Records excerpted from a collection

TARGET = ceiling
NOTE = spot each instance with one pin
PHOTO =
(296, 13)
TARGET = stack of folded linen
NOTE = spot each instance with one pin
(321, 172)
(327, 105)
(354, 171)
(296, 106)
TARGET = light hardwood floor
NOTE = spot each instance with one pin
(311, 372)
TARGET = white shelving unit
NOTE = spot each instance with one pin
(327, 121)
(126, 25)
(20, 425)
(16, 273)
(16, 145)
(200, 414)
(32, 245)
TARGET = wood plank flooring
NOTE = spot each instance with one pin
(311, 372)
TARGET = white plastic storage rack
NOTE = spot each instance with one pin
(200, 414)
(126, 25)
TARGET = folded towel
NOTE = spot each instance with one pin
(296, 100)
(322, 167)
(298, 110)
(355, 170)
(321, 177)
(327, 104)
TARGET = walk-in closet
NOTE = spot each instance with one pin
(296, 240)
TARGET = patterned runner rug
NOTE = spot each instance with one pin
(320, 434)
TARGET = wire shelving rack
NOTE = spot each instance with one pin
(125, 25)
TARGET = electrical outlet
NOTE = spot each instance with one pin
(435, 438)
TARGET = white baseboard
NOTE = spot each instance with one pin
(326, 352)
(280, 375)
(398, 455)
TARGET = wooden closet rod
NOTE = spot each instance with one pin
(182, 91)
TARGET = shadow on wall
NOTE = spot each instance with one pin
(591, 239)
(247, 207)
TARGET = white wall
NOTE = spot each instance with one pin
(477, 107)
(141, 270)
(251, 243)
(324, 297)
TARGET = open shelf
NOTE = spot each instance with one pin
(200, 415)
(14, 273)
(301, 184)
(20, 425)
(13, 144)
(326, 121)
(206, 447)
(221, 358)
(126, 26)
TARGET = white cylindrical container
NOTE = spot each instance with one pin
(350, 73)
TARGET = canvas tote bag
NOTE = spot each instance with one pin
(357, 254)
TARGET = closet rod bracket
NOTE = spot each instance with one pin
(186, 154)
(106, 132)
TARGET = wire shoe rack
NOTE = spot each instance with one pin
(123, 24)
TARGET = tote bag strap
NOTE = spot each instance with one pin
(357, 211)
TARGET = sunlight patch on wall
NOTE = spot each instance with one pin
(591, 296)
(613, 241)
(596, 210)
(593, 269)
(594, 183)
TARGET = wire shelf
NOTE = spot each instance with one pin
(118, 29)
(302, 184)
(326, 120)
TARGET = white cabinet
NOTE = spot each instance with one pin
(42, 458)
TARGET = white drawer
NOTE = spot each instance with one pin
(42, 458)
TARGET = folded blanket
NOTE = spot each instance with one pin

REQUIRED WORK:
The first line of the entries, the line with "TARGET = white shelving unit", and every line between them should be retyped exactly, and nothing else.

EXERCISE RESULT:
TARGET = ceiling
NOTE = spot each instance with one pin
PHOTO =
(296, 13)
TARGET = stack of folded linen
NOTE = spot each instance with one pin
(321, 172)
(327, 105)
(354, 171)
(296, 106)
TARGET = light hardwood floor
NOTE = spot each instance with one pin
(311, 372)
TARGET = white shelving unit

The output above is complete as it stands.